Outline entries for labeled areas

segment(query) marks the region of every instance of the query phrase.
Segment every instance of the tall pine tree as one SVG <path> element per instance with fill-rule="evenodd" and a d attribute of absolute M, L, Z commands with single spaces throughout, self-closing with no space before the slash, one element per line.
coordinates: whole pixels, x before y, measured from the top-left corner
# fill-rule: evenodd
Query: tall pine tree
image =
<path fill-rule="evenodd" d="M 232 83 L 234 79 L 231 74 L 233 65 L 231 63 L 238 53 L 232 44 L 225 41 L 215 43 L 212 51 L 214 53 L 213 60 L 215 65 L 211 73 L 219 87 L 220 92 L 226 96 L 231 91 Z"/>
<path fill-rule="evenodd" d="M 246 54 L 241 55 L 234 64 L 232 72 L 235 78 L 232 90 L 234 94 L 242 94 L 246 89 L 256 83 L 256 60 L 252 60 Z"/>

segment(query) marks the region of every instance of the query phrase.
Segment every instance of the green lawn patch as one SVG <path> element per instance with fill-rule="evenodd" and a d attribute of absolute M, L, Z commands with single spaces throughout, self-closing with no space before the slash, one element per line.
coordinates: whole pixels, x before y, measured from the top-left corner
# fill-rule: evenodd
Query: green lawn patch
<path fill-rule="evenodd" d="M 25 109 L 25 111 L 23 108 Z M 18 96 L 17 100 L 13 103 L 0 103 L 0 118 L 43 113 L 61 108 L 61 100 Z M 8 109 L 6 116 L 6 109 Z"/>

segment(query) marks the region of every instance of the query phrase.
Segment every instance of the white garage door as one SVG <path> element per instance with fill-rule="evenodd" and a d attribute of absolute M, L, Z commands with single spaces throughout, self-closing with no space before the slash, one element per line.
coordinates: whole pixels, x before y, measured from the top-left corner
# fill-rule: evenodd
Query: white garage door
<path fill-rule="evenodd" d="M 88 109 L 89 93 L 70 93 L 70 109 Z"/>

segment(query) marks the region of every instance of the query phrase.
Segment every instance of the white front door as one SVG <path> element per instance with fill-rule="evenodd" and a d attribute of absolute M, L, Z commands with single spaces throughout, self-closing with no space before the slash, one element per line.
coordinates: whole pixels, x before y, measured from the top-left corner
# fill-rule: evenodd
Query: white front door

• [Written problem]:
Rewrite every line of the records above as a numbered list, leaving out the blank lines.

• [Correct result]:
1. segment(query) marks the region of every instance of the query phrase.
2. Segment every instance of the tall pine tree as one SVG <path> element per instance with fill-rule="evenodd" and a d attribute of absolute M, L, Z commands with single spaces throughout, self-closing with no space before the slash, one element per line.
3. coordinates: whole pixels, x before y, measured from the top-left corner
4. # fill-rule: evenodd
5. Query: tall pine tree
6. image =
7. <path fill-rule="evenodd" d="M 232 83 L 234 79 L 231 74 L 233 65 L 231 63 L 238 53 L 232 44 L 225 41 L 215 43 L 212 51 L 214 53 L 213 60 L 215 65 L 211 73 L 219 87 L 220 92 L 226 96 L 231 91 Z"/>
8. <path fill-rule="evenodd" d="M 246 54 L 241 55 L 234 64 L 232 72 L 235 78 L 232 90 L 234 94 L 242 94 L 246 89 L 256 83 L 256 60 L 252 60 Z"/>
9. segment(query) marks the region of every instance of the query phrase.
10. Segment every instance of the green lawn patch as one SVG <path> element per instance with fill-rule="evenodd" and a d attribute of absolute M, L, Z commands with single spaces throughout, self-closing with no space before the slash, one element per line.
11. coordinates: whole pixels, x before y, measured from the top-left corner
12. # fill-rule: evenodd
13. Query: green lawn patch
14. <path fill-rule="evenodd" d="M 25 109 L 25 111 L 23 108 Z M 18 96 L 17 100 L 13 103 L 0 103 L 0 118 L 43 113 L 61 108 L 61 100 Z M 8 109 L 6 116 L 6 109 Z"/>
15. segment(query) marks the region of every instance of the query phrase.
16. Segment every instance of the white garage door as one SVG <path> element per instance with fill-rule="evenodd" and a d attribute of absolute M, L, Z commands with single spaces throughout, self-closing with no space before the slash, one element per line.
17. coordinates: whole pixels, x before y, measured from the top-left corner
18. # fill-rule: evenodd
19. Query: white garage door
20. <path fill-rule="evenodd" d="M 88 109 L 89 93 L 70 93 L 70 109 Z"/>
21. segment(query) marks the region of every instance of the query phrase.
22. Segment every instance of the white front door as one SVG <path> element per instance with fill-rule="evenodd" and a d attribute of absolute M, L, Z commands with single spaces throughout, self-closing with no space before the slash, one element per line.
23. coordinates: whole pixels, x before y, measured from the top-left corner
24. # fill-rule: evenodd
25. Query: white front door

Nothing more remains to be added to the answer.